## Aim
Copy word for word the part of the data below that opens with the line containing "Question: In the picture above, for every instance of the dark" and runs to the end of the data, including both that first line and the last one.

## Records supplied
..............................

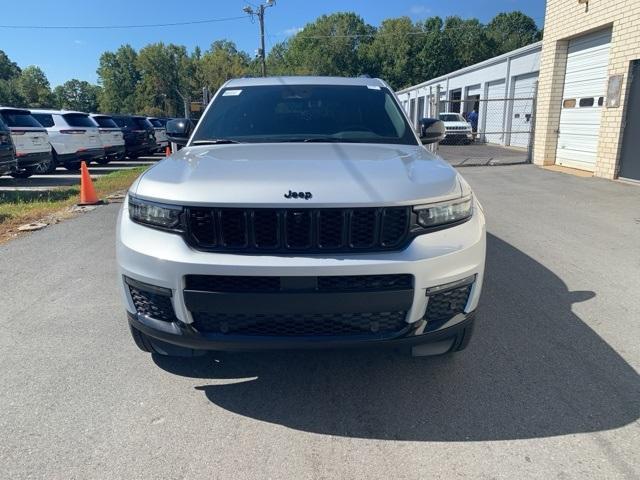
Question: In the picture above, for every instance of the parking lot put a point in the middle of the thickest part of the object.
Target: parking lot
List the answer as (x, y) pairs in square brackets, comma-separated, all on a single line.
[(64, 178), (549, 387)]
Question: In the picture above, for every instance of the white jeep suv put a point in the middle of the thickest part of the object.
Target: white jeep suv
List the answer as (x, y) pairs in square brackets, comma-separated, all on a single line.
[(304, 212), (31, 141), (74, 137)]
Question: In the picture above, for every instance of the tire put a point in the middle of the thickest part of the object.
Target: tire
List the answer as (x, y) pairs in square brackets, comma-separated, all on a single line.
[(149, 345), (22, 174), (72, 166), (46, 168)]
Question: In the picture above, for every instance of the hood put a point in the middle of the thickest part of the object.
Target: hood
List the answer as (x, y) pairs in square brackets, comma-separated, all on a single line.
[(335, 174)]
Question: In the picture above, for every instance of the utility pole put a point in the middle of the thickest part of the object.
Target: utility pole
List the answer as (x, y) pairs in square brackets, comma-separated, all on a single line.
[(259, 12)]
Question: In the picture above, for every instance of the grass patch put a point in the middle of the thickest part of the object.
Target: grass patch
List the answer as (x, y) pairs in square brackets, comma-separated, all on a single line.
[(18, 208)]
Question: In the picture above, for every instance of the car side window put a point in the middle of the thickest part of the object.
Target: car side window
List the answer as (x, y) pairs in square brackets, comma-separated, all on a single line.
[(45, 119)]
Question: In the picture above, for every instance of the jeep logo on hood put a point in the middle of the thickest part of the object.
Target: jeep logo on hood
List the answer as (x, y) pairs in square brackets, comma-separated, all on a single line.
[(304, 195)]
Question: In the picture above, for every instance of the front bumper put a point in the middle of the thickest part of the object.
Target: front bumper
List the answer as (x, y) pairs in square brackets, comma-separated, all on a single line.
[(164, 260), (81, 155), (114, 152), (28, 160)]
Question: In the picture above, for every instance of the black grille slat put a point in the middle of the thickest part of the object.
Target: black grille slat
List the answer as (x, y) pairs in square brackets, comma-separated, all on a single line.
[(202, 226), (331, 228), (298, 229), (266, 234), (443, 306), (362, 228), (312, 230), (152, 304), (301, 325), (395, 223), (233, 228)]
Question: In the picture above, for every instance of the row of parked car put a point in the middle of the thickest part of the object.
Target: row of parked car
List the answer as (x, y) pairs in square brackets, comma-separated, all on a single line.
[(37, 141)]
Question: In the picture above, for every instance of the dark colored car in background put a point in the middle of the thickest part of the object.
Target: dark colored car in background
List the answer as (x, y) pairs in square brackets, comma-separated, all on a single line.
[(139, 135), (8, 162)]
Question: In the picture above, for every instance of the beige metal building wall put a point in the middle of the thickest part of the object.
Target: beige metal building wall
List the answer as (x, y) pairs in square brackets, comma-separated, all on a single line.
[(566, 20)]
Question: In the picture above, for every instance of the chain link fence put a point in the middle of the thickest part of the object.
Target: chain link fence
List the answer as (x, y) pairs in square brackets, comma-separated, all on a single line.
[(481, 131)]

..............................

## Response to this exercise
Question: In the picture above, for every instance of the dark colored car in background put a point in the middle of the thickest part of the object.
Target: dark colored car in background
List the answer as (x, y) pairs in square brackets, comma-separated, all on a single line.
[(139, 135), (8, 162)]
Question: In the picture above, for every instance of the beige metal building wall put a point in the middle of the thickest part of the object.
Target: beige metal building wall
List the answer as (x, y) pairs in square brackets, comma-separated, all on a single line.
[(566, 20)]
Question: In the picture above, for every instance of the chain link fence put a point in the middle of the thickest part of the object.
Target: chain link fence
List the answer as (x, y) pairs in square brackets, comma-separated, all on a single line.
[(481, 131)]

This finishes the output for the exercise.